Provided records:
┌──
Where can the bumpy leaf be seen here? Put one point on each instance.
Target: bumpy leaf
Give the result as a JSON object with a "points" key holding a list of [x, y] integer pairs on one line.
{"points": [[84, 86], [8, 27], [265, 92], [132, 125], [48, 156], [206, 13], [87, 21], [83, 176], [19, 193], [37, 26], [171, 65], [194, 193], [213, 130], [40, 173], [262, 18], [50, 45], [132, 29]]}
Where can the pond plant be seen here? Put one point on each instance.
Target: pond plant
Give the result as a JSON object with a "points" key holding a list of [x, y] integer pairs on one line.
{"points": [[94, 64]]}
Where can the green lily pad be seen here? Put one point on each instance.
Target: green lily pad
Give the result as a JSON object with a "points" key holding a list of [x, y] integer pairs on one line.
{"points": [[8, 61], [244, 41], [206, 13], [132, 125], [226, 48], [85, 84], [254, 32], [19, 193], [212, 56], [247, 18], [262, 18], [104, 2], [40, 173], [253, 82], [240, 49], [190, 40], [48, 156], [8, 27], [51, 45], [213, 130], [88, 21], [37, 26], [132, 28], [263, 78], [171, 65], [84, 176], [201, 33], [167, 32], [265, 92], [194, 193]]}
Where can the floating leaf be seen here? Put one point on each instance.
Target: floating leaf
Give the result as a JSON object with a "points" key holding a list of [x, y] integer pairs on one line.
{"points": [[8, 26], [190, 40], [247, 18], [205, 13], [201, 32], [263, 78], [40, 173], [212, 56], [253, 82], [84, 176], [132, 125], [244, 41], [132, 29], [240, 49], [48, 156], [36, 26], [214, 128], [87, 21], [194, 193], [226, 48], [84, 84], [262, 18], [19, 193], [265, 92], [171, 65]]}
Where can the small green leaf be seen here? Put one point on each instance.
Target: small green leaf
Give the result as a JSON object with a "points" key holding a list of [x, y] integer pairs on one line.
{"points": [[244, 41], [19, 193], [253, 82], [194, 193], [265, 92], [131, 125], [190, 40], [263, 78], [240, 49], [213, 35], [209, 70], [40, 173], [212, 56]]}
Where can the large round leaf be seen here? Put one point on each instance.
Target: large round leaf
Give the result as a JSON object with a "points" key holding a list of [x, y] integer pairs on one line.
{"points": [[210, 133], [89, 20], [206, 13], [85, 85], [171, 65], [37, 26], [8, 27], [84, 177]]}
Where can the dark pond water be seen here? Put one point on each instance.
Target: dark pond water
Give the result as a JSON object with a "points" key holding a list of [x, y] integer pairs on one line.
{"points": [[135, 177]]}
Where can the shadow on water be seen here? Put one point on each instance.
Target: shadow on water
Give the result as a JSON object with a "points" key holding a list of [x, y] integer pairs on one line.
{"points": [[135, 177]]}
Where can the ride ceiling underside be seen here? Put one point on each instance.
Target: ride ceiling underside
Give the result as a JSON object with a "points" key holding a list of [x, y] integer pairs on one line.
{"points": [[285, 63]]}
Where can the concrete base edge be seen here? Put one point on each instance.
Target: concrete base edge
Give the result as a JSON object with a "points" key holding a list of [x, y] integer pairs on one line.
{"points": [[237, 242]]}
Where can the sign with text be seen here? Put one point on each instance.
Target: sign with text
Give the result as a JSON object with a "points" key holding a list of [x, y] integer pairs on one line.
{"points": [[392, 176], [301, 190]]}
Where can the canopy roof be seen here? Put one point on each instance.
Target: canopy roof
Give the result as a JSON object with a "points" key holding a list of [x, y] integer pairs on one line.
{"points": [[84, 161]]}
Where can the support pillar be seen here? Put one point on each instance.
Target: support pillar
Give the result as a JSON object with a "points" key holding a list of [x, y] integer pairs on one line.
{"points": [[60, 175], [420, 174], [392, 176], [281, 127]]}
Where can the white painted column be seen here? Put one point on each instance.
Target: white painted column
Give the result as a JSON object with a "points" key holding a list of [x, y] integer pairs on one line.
└──
What you will do: Write out the whole listing again. Match it word for word.

Result of this exercise:
Where can the bumpy leaf be seen here? Put one point on each instance.
Target: bumpy leaf
Give the result as a JSON object with a "points" key holding a list of [x, y] integer pairs on one line.
{"points": [[84, 86], [8, 27], [265, 92], [132, 125], [48, 156], [206, 13], [87, 21], [83, 176], [19, 193], [37, 26], [171, 65], [194, 193], [213, 130], [40, 173], [262, 18], [50, 45], [132, 29]]}
Where can the pond plant be seen here? Put one point on each instance.
Target: pond plant
Give the result as a JSON object with a "points" key holding a list of [x, y] integer pairs on one line.
{"points": [[94, 64]]}
Where can the green lily pad be seen here? Put one point on each instance.
Target: green lily pad
Give the result as a JSON object with a "points" key holding a list of [x, y] integer pairs on one line.
{"points": [[8, 61], [244, 41], [206, 13], [132, 125], [226, 48], [85, 84], [254, 32], [19, 193], [212, 56], [247, 18], [262, 18], [104, 2], [40, 173], [253, 82], [240, 49], [190, 40], [48, 156], [8, 27], [51, 45], [213, 130], [88, 21], [37, 26], [132, 28], [263, 78], [171, 65], [84, 176], [201, 33], [167, 32], [265, 92], [194, 193]]}
Where can the floating leaf be seen here? Put one point on each instance.
Target: floating leaf
Give the result as a JSON object with a "points" key holding a list of [x, y] integer pairs on one line.
{"points": [[8, 26], [190, 40], [247, 18], [205, 13], [201, 32], [263, 78], [40, 173], [212, 56], [253, 82], [84, 176], [132, 125], [244, 41], [132, 29], [240, 49], [48, 156], [36, 26], [214, 128], [87, 21], [194, 193], [226, 48], [84, 84], [262, 18], [19, 193], [265, 92], [171, 65]]}
Where can the small green leaf be seen here? Put one point on each instance.
Target: small green leaf
Give the result as a JSON object with a "points" key holding a list of [x, y] integer pairs on one line.
{"points": [[244, 41], [19, 193], [253, 82], [194, 193], [265, 92], [131, 125], [190, 40], [263, 78], [240, 49], [213, 35], [209, 70], [40, 173], [212, 56]]}
Where can the large round leaf be seen here? Put one point on each instance.
Target: large round leaf
Give the result as a JSON object with a "points" key holding a list of [x, y] integer pairs on one line.
{"points": [[210, 133], [89, 20], [206, 13], [85, 85], [171, 65], [37, 26], [8, 27], [84, 177]]}
Where can the dark pond water be seen here? Put one point on each instance.
Target: dark pond water
Give the result as a JSON object with a "points" key holding a list of [x, y] integer pairs on one line.
{"points": [[135, 177]]}
Where can the shadow on water be seen here? Put one point on each instance.
Target: shadow on water
Give the result as a JSON object with a "points" key holding a list of [x, y] integer pairs on one line.
{"points": [[135, 177]]}
Where can the ride ceiling underside be seen here? Put one point on each instance.
Target: ride ceiling underside
Give the result as a JSON object with a "points" key holding a list of [x, y] integer pairs on one line.
{"points": [[285, 63]]}
Where can the concrete base edge be seen here? Put one point on each instance.
Target: concrete base edge
Give the result as a JSON object with a "points" key holding a list of [x, y] integer pairs on one line.
{"points": [[237, 242]]}
Where can the sign with text be seen here? Put one point on each instance.
Target: sign with text
Give the result as a JSON object with a "points" key holding a list of [x, y] integer pairs on one line.
{"points": [[392, 176], [301, 190]]}
Where can the canopy roof be seen here? Put one point on each instance.
Target: canopy roof
Give the result as a JSON object with a "points" key holding a list of [x, y] integer pairs on one line.
{"points": [[84, 161]]}
Where can the support pillar be seen here? Put one point on each instance.
Target: support pillar
Give the result as a JSON object with a "points" key holding a list of [x, y] integer pairs on one line.
{"points": [[60, 175], [420, 174], [392, 176], [281, 127]]}
Where can the white painted column be seen here? Put one point on each instance.
Target: white painted column
Give the result as a JSON object with a "points" key holding a list of [x, y] integer pairs on one line.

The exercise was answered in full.